-- BEGIN Supplied data --

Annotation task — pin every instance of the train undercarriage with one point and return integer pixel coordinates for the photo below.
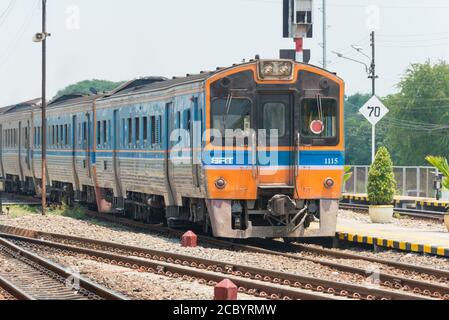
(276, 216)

-- END Supplied data --
-- BEGIN Supplied data --

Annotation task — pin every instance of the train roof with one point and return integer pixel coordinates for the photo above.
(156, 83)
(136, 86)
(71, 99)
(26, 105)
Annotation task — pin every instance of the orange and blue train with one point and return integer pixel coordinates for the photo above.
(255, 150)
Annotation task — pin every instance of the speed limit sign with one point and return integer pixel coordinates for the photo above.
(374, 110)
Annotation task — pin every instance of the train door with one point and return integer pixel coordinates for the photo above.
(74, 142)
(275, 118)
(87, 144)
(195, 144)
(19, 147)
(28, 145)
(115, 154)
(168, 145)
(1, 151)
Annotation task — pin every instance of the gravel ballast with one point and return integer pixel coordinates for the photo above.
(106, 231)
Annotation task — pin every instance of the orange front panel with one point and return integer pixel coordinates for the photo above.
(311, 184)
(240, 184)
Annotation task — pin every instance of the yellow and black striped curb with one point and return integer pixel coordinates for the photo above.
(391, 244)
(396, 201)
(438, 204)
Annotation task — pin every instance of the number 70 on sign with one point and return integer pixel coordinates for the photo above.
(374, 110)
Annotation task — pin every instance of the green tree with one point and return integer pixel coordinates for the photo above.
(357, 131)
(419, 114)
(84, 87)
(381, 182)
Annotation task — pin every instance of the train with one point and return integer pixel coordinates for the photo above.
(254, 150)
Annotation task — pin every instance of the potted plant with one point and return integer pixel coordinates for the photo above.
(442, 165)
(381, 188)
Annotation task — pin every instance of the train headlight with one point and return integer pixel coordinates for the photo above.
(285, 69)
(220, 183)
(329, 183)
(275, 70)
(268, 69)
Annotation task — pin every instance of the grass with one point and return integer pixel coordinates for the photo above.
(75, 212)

-- END Supplied data --
-- BEGIN Supplied data --

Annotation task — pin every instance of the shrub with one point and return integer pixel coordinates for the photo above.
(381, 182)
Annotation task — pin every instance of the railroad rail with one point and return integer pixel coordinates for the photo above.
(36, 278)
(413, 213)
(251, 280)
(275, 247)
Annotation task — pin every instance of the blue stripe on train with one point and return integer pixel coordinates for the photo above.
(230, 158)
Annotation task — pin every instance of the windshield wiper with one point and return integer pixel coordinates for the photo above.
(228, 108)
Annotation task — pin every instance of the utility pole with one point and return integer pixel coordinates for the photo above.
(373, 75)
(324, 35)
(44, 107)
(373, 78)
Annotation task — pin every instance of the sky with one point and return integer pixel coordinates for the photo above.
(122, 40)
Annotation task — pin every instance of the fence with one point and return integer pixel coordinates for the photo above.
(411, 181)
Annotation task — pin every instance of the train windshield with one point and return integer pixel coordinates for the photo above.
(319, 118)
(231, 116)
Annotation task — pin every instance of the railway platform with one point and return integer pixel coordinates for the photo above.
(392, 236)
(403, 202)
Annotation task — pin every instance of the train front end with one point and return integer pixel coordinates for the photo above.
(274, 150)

-- END Supplied data --

— Given request —
How many lines in the listing above contain the word "sign"? Reply with the number alone.

— Task answer —
2